- DOCUMENT TEXT -
-----
Out of order posting. (This is linked to the post relating to the beginning of the trial of Molla)
Below is the written application for review of the indictment order made by the defense team. The first witness in the trial of Molla.
1. It is recalled that on 28 December 2011 this Tribunal took cognizance of offences under section 3 (2) of the International Crimes (Tribunal) Act 1973 as amended 2009 (hereinafter: IC(T)A) against the Accused-Petitioner, stating that the Prosecution had established a prigma facie case as required under Rule 29 (1) of Rules of Procedure.
2. Subsequently the Tribunal ordered the Prosecution to serve the relevant papers and documents under Rule 19 (1) of the Rules of Procedure in its case against the Accused-Petitioner by 1 January 2012 which was complied with by the Prosecution. On 17.01.2012 the Prosecution sought to include a further additional charge under section 3 (2) (a) IC(T)A in relation to the alleged crimes committed against the family of Hazrat Ali.
3. In response, the Defence filed its Application for Discharge on 1st April 2012. On 16 April 2012, the case was transferred to Tribunal-2 on application by the Prosecution dated 15.04.2012. This was followed by submissions made by both parties during the formal charge hearings held on 2 May, 7 to 9 May, 13 to 14 May and 16 May 2012.
-----
- GIVEN REQUEST 1 -
Present the lines of the listing as a numbered list, starting at the first line of the listing and ending at the line containing "[218,91,239,144]". Omit any blank lines.

Annotated coordinate records:
-----
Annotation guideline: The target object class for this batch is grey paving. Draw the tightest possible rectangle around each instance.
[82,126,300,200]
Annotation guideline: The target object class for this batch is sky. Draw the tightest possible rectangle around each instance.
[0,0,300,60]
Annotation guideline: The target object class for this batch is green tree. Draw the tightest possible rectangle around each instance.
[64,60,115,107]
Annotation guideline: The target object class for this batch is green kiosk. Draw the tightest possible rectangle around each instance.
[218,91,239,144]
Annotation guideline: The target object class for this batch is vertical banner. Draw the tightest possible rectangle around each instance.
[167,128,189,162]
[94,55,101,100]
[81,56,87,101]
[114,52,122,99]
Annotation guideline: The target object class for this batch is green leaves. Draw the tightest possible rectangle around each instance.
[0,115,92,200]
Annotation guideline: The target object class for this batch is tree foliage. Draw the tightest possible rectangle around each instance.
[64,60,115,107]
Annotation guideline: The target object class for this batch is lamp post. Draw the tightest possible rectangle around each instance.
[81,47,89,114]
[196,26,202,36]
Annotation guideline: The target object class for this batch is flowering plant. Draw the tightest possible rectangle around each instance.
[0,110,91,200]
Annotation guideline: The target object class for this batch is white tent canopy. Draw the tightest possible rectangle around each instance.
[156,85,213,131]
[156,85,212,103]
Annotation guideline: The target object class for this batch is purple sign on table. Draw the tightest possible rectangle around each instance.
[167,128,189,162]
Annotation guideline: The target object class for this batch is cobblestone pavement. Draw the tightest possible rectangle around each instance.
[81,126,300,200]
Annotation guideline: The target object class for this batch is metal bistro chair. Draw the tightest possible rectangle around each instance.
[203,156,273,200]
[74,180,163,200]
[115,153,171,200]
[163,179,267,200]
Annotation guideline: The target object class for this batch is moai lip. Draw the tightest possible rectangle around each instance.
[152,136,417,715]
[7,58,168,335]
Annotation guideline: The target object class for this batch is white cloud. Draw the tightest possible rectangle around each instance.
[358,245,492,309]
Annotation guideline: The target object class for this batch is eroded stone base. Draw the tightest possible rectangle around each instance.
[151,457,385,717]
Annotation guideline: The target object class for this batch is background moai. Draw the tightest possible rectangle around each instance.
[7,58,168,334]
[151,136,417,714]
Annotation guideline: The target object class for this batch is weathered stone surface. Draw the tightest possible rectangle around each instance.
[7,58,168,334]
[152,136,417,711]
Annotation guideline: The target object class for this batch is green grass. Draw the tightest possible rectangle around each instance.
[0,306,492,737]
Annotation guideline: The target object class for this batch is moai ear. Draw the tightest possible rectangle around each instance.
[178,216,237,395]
-----
- GIVEN REQUEST 2 -
Extract the full text on the Molla trial application and reproduce it word for word.

- FULL ANSWER 1 -
1. Annotation guideline: The target object class for this batch is grey paving. Draw the tightest possible rectangle around each instance.
2. [82,126,300,200]
3. Annotation guideline: The target object class for this batch is sky. Draw the tightest possible rectangle around each instance.
4. [0,0,300,60]
5. Annotation guideline: The target object class for this batch is green tree. Draw the tightest possible rectangle around each instance.
6. [64,60,115,107]
7. Annotation guideline: The target object class for this batch is green kiosk. Draw the tightest possible rectangle around each instance.
8. [218,91,239,144]

- FULL ANSWER 2 -
Out of order posting. (This is linked to the post relating to the beginning of the trial of Molla)
Below is the written application for review of the indictment order made by the defense team. The first witness in the trial of Molla.
1. It is recalled that on 28 December 2011 this Tribunal took cognizance of offences under section 3 (2) of the International Crimes (Tribunal) Act 1973 as amended 2009 (hereinafter: IC(T)A) against the Accused-Petitioner, stating that the Prosecution had established a prigma facie case as required under Rule 29 (1) of Rules of Procedure.
2. Subsequently the Tribunal ordered the Prosecution to serve the relevant papers and documents under Rule 19 (1) of the Rules of Procedure in its case against the Accused-Petitioner by 1 January 2012 which was complied with by the Prosecution. On 17.01.2012 the Prosecution sought to include a further additional charge under section 3 (2) (a) IC(T)A in relation to the alleged crimes committed against the family of Hazrat Ali.
3. In response, the Defence filed its Application for Discharge on 1st April 2012. On 16 April 2012, the case was transferred to Tribunal-2 on application by the Prosecution dated 15.04.2012. This was followed by submissions made by both parties during the formal charge hearings held on 2 May, 7 to 9 May, 13 to 14 May and 16 May 2012.